- **Extracted text**
● ● ● ● ● ● ●

Pioneering as a Woman in a Wickedly Patriarchal World Part 2: It was the Season of Light it was the Season of Darkness

It was the Season of Light it was the Season of Darkness (Charles Dickens)

CW // sexual and spiritual abuse

I had been up all night on a drug binge. I was with my husband and a group of friends. We often ate mescaline or magic mushrooms. We spent the night at a friend’s house in west Seattle this particular time. The house faced west with a breathtaking view of Puget Sound.

My drug-coping adolescence continued throughout my young marriage. But on this day, something was about to change. I was about to have an awakening. As I came down off of my high, I observed the sun as it rose to greet the new day. I could hear the birds chirping, welcoming the new day. As for me, I only felt sick to my stomach. My brain needed rest. Nothing felt new, but I wanted something new. At that moment, I prayed, and my prayer went something like this: God, I don’t ever want to feel this way again. Show me that you are real, and I will follow you for the rest of my life.

I had cried out to God for rescue. It would only be the first of many times.

In the Biblical account of the Prodigal Son, we are told that the son went to a far country. I felt like I had gone to a far country, and only now was I at the beginning of my search for something new. I was looking for my way home.

● ● ● ● ● ● ●

- **Tasks**
1 > Answer these questions about the memoir piece on the season of light and darkness:
(a) In what part of what city did the narrator spend the night?
(b) What could be seen from the house?
(c) Which Biblical account does the narrator compare their life to?
2 > In the memoir piece, list everything the narrator says they felt or wanted in the sentences right after hearing the birds chirping.
3 > Write the next part of the memoir piece about pioneering as a woman, starting after its last sentence.

- **Records from a data collection**

● ● ● ● ● ● ●

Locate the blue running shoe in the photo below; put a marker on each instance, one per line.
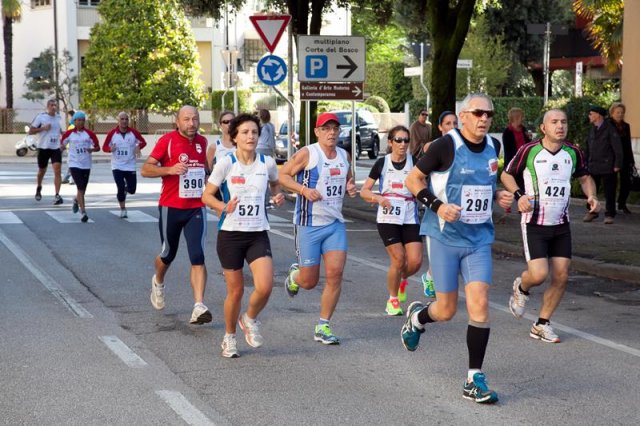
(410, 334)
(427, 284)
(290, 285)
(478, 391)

● ● ● ● ● ● ●

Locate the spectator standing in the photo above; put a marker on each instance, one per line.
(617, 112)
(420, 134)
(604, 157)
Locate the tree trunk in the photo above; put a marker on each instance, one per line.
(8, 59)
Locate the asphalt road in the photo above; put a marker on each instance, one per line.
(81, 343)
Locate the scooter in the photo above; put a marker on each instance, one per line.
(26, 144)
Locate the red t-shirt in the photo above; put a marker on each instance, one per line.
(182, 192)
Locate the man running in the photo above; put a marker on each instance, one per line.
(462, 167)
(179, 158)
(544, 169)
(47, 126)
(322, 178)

● ● ● ● ● ● ●

- **Your written answers**
1 >
(a) West Seattle
(b) A view of Puget Sound
(c) The Prodigal Son

2 >
- Felt sick to their stomach
- Their brain needed rest
- Nothing felt new
- Wanted something new

3 >
From that day on, I began to ask everyone I met, what they believed about God, and why they believed it. I stopped doing drugs and soon realized my marriage was in trouble. I was nineteen years old. It was 1976, and therapy was not mainstream. There was no Dr. Phil or Oprah, and I did not have the understanding or the tools to know how to get help. Like many women of my generation, I thought having a baby would fix my marriage.

I was twenty years old when I found out I was pregnant with my first child. I was so excited and felt the weight of responsibility for this unknown treasure I was carrying. I began to pray daily: God, if you are real, show me where to find you.

When my son was nine-months-old, my husband and I attended a Pentecostal church in south Seattle. For those of you wondering, it was not Community Chapel but was not too far from the same cult-like distortion of the gospel.

The church’s lead pastors were male and female. A married couple was leading together. It was the first time I saw and learned that women could be ordained and be lead pastors of a church. They shared leading in every way. She preached, led worship, and sat on the board. I saw a model of how God might invite me to participate in kingdom work. It was the season of light.

They had a bible college on campus at the church through the Foursquare denomination. I took every class I could. I learned to preach in chapel. We became utterly immersed in all of church life. In 1980, I had my second child.

Looking back, it was as if I replaced the escapism I experienced from drugs with involvement in the church. It was about this time that I began volunteering at the church. I primarily did research for the pastors and helped around the office.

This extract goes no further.